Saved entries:
**********
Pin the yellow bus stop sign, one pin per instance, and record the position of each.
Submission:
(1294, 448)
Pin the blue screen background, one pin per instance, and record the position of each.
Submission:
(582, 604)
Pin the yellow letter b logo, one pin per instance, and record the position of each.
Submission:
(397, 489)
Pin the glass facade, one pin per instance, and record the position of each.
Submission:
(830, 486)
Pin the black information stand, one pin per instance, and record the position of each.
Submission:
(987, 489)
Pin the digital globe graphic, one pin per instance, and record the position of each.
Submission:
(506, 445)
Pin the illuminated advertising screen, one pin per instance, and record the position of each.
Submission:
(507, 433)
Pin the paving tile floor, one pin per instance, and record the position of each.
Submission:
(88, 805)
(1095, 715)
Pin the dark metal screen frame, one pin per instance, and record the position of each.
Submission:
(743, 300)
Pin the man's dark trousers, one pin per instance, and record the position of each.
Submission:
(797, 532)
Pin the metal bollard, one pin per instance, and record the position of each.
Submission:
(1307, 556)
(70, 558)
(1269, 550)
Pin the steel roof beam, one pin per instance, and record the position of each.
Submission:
**********
Work instructions:
From the first line to the last, copy every record exactly.

Exercise solution:
Pin the yellow bus stop sign, one pin per instance, and record the position of each.
Submission:
(1294, 448)
Pin the blue screen background, one pin per instance, and record the position of each.
Submission:
(582, 604)
Pin the yellow letter b logo, one pin per instance, and record the position of each.
Submission:
(397, 489)
Pin the glass facade, one pin per instance, and record the position of each.
Submission:
(830, 486)
Pin the black information stand, one pin per instance, and record the position of each.
Submission:
(987, 489)
Pin the digital globe graphic, one pin per instance, and record the position of each.
Submission:
(506, 445)
Pin the illuminated advertising screen, one pin per instance, and record the position of each.
Submission:
(507, 433)
Pin the paving tile floor, one pin per instance, and record the position of each.
Submission:
(88, 805)
(1095, 715)
Pin the dark metal screen frame, one pin per instance, and record the position of each.
Submission:
(743, 300)
Pin the man's dark trousers, one pin per instance, and record the position of each.
Submission:
(797, 532)
Pin the metal bollard, one pin per instance, and record the position of each.
Submission:
(1307, 556)
(70, 558)
(1269, 550)
Pin the steel roof beam, one pin per instance, and record the position of each.
Submission:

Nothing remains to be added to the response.